• TASK INPUT
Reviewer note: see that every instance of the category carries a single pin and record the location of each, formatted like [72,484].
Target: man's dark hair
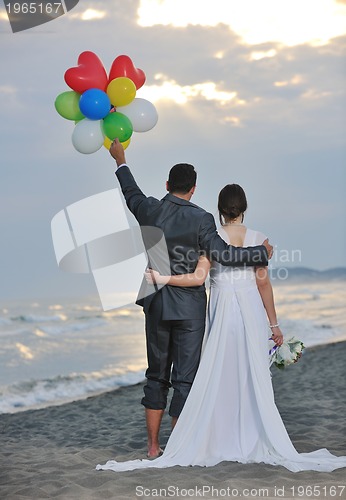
[182,177]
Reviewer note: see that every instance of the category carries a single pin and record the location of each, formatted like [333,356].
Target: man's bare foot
[154,453]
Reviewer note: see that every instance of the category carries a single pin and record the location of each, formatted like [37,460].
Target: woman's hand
[277,336]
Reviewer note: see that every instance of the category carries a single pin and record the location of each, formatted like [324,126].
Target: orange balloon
[121,91]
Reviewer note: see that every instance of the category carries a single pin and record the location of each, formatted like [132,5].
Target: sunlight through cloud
[172,91]
[291,22]
[89,15]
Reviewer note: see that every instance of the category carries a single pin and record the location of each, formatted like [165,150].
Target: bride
[230,413]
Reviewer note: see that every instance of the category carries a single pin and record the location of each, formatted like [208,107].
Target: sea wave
[33,318]
[34,394]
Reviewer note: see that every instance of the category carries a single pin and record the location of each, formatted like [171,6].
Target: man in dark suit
[175,316]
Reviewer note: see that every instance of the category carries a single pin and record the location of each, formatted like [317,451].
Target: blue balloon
[94,104]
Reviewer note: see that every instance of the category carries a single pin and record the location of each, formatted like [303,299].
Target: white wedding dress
[230,413]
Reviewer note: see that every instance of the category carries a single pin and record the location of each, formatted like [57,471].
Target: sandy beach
[52,452]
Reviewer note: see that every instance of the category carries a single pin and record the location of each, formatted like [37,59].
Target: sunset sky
[249,92]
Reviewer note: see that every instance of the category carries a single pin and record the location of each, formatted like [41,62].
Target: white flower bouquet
[286,354]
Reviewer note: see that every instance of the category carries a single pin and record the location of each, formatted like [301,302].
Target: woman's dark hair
[232,202]
[182,177]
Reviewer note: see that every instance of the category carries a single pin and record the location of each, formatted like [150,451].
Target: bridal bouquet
[286,354]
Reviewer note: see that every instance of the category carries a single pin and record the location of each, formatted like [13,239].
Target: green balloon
[117,125]
[67,105]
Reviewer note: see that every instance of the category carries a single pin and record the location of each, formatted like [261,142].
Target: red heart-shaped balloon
[123,66]
[89,74]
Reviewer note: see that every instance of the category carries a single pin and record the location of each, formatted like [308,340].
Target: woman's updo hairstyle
[232,202]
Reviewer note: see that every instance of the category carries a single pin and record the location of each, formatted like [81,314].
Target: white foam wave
[33,318]
[41,393]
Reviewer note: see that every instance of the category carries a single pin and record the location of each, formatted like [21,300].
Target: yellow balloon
[107,143]
[121,91]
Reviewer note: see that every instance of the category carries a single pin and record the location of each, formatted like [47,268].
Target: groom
[175,316]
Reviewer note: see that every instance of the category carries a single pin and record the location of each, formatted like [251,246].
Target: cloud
[290,22]
[89,15]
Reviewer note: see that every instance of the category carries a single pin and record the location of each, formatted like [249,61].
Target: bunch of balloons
[104,107]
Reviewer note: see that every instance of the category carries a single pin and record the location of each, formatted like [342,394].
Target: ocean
[55,351]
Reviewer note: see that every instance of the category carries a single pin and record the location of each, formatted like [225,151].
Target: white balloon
[87,136]
[142,114]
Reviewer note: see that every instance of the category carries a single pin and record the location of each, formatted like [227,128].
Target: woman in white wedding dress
[230,413]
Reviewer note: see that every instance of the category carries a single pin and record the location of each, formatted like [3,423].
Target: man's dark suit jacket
[189,232]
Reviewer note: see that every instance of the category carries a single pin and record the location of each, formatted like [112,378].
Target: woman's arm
[266,291]
[196,278]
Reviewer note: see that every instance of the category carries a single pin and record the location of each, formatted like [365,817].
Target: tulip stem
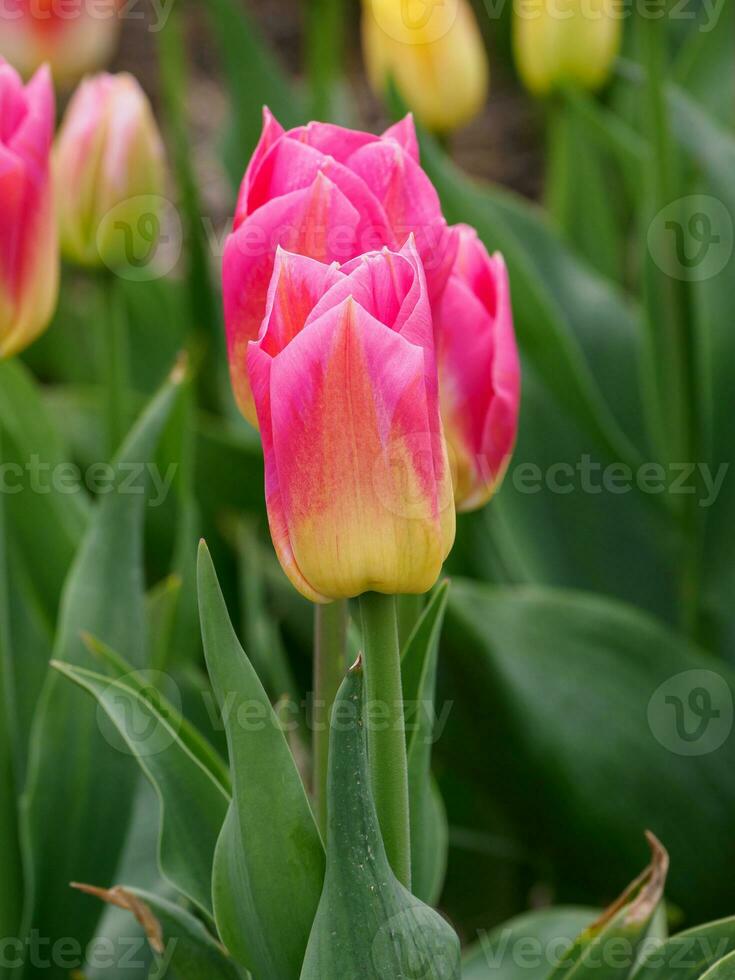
[330,665]
[114,372]
[386,728]
[410,608]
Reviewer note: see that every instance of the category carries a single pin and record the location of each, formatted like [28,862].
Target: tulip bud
[29,258]
[572,42]
[343,374]
[479,372]
[331,194]
[72,41]
[109,173]
[433,53]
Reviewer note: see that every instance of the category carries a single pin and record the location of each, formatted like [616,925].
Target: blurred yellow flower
[561,42]
[433,52]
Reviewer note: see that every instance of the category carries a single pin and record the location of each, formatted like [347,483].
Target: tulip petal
[334,141]
[412,206]
[479,371]
[291,166]
[296,286]
[271,132]
[302,221]
[404,133]
[353,463]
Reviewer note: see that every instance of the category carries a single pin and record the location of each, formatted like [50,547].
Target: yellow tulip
[560,42]
[433,52]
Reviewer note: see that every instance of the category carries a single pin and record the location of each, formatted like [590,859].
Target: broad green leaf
[723,970]
[146,683]
[182,947]
[576,686]
[75,817]
[543,316]
[609,948]
[192,803]
[10,884]
[41,512]
[527,947]
[688,955]
[269,863]
[32,633]
[712,148]
[161,604]
[429,831]
[368,926]
[262,637]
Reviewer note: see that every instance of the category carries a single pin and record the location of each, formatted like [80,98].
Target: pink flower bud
[109,171]
[330,194]
[479,372]
[344,381]
[29,260]
[73,39]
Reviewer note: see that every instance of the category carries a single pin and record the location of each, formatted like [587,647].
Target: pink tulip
[109,168]
[29,260]
[479,372]
[343,376]
[72,38]
[330,194]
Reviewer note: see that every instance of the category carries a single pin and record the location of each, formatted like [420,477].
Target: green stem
[207,336]
[386,728]
[114,366]
[409,608]
[672,348]
[330,664]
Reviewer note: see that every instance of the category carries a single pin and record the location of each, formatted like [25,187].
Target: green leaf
[182,947]
[368,925]
[10,885]
[429,830]
[75,817]
[43,513]
[712,148]
[608,948]
[527,947]
[723,970]
[269,863]
[140,682]
[688,955]
[192,803]
[576,686]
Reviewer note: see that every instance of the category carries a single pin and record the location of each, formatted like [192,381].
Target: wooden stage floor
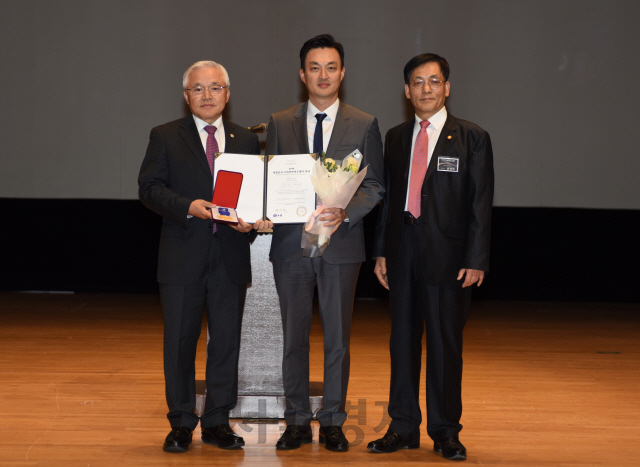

• WORK INSTRUCTIONS
Pictures excluded, quote all the data above exactly.

• SOLUTION BELOW
Reviewer note: see that every instance of the category carries a single pin and record the location of each, formatted like [72,484].
Target: man's dark hair
[182,177]
Reviewer note: see that every instance of the category carries a single pin and record the location of each, formatted like [333,356].
Target: man's bare foot
[154,453]
Reviewer note: see that every instance of the category carries a single pin and record the location of each, formatted like [37,460].
Target: woman's hand
[277,336]
Reviewer note: see that every instance of the category carries a single pin and record the location of each, formatted like [324,126].
Target: orange balloon
[121,91]
Reviewer note: see that every instance of the category carries a single pin and record the location of each, formatted like [132,5].
Target: sunlight through cloud
[172,91]
[291,22]
[89,15]
Reviewer note: see that every instance of the category carries a single pin and record the location of each, formatted like [165,150].
Target: bride
[230,413]
Reviewer note: see that every instance of the category carries a single pin and record the location of each, formatted like [208,107].
Target: sea wave
[33,318]
[34,394]
Reviewer note: see that every instance of the category carries a single pin and record the location of each, formatted like [171,6].
Target: man in dark suit
[175,316]
Reviewer note: see that every instance of the category carries a single pin and record the location of each, formatted like [317,451].
Target: blue balloon
[94,104]
Reviewer note: see that every instance of the category carries a single pin and record the location of each, formatted like [303,299].
Target: white wedding dress
[230,413]
Reviewer note: see that every instance of the category carries a single pin and record the location of each, formatted like [57,471].
Target: sandy beach
[52,452]
Reviewer note: see that every instance of the category carries a single pin and record the location of each, formatted like [37,59].
Target: sunset sky
[249,92]
Reviewer note: see that every instance of the category carries a single pin and record the location of each, formatted like [41,62].
Target: white flower bouquet
[286,354]
Reviewer note: see that every instance of the category carries a single pin and record the location of each, formatted like [301,302].
Target: woman's dark hair
[232,202]
[182,177]
Reviewer note: see that every instance of the category carries a single pin and record the location of each, formatted like [150,451].
Target: bridal bouquet
[286,354]
Reviewer note: see that every instance of the category carries a single pin and record the location of each, formatted like [13,239].
Target: green balloon
[117,125]
[67,105]
Reviewer note: see that every instance of the category carries a single pin and record the location of each, formatted like [261,142].
Target: red heart-shaped balloon
[123,66]
[89,74]
Reviewer note: see that every instance of the category carries a single pin and record the location of each, formatted like [308,340].
Target: woman's updo hairstyle
[232,202]
Reviewer note: see that every instance of the category carries a single pin and record the location of each, formatted like [81,314].
Target: white foam wave
[33,318]
[41,393]
Reviewer note: see that every instance of the category carries a single pin and record the location of each, formatted like [21,300].
Target: yellow balloon
[107,143]
[121,91]
Reviewer note: see that every instance of the category carries a single pin and record the location of each, formatted like [47,268].
Target: groom
[175,316]
Reviewer note: see that every instance of the category carries a single pin and record the location of each, formatted like [251,246].
Target: cloud
[290,22]
[89,15]
Reviewer note: see that every instance of the category carries a single pin and record the location of each, formatted like [249,61].
Target: bunch of balloons
[104,107]
Reviewer note: see that every instance of the category carries a single pin and record the location of each, formatted like [342,394].
Target: ocean
[55,351]
Reviewer note: see that every instance of the category carries a single pin and record the location of each, formatted like [225,151].
Target: white balloon
[87,136]
[142,114]
Reviewer note: see that every instance of the category carries a single pin and record the location of each, formatted like [227,128].
Target: woman in white wedding dress
[230,413]
Reviewer note: see that every instance of the category carries a single pin and record the location of each, formatted like [3,423].
Target: man's dark suit jacket
[189,232]
Reviewer note: see that every instance of the category carries a single pin and record the location of each, formatted like [112,378].
Target: woman's arm
[266,291]
[196,278]
Reviewer note: see that every instance of the category carries a single pin and record the location of each, formatted like [365,817].
Target: tulip stem
[330,665]
[114,372]
[386,728]
[410,608]
Reviewer note: see that every instance of the category carries a single pin and record the location of each, formatted like [28,862].
Target: tulip bud
[29,258]
[572,42]
[343,374]
[479,372]
[331,194]
[72,41]
[109,173]
[433,53]
Reviewer note: see that every instance of the category carries a single pin and record the location of each, formatted like [616,925].
Target: blurred yellow flower
[561,42]
[433,52]
Reviewer note: see that every instance of the category carries a single pin and record the location of each, formatted like [347,483].
Target: tulip petal
[334,141]
[412,206]
[479,371]
[291,166]
[296,286]
[271,132]
[302,221]
[404,133]
[353,463]
Reviewer note: see that every instance of the category carries a single pin and record the location of each, formatted like [50,547].
Target: yellow tulip
[560,42]
[433,52]
Reviewer note: see that every instance of the category carries a single pin and record the location of each, formatted like [590,859].
Target: broad green leaf
[723,970]
[146,683]
[182,947]
[576,686]
[75,817]
[543,316]
[609,948]
[192,803]
[10,884]
[41,512]
[527,947]
[688,955]
[269,863]
[32,633]
[712,148]
[161,604]
[429,831]
[368,926]
[262,637]
Reviewer note: see that every instance of the category carries a single pin and record the location of each, formatted like [80,98].
Target: pink flower bud
[109,171]
[330,194]
[479,372]
[344,381]
[29,260]
[73,39]
Reviewer note: see that every instance of the category carries a single pin and record the location of each, formatted like [587,647].
Target: pink tulip
[109,168]
[29,260]
[479,372]
[343,376]
[72,38]
[330,194]
Reviewer note: see that every instance of the category carries a single pin and record the location of each, formatted like [420,477].
Target: green stem
[207,336]
[386,728]
[114,366]
[409,608]
[672,348]
[330,664]
Reviewer note: see that every instance of the category carries a single pin and record the location of each, formatted like [25,187].
Target: green leaf
[182,947]
[368,925]
[10,885]
[429,830]
[75,817]
[43,513]
[712,148]
[608,948]
[527,947]
[723,970]
[269,863]
[140,682]
[688,955]
[192,803]
[576,686]
Reviewer note: see that every instance of the category carries a single pin and record the location of each, formatted like [192,381].
Target: wooden stage floor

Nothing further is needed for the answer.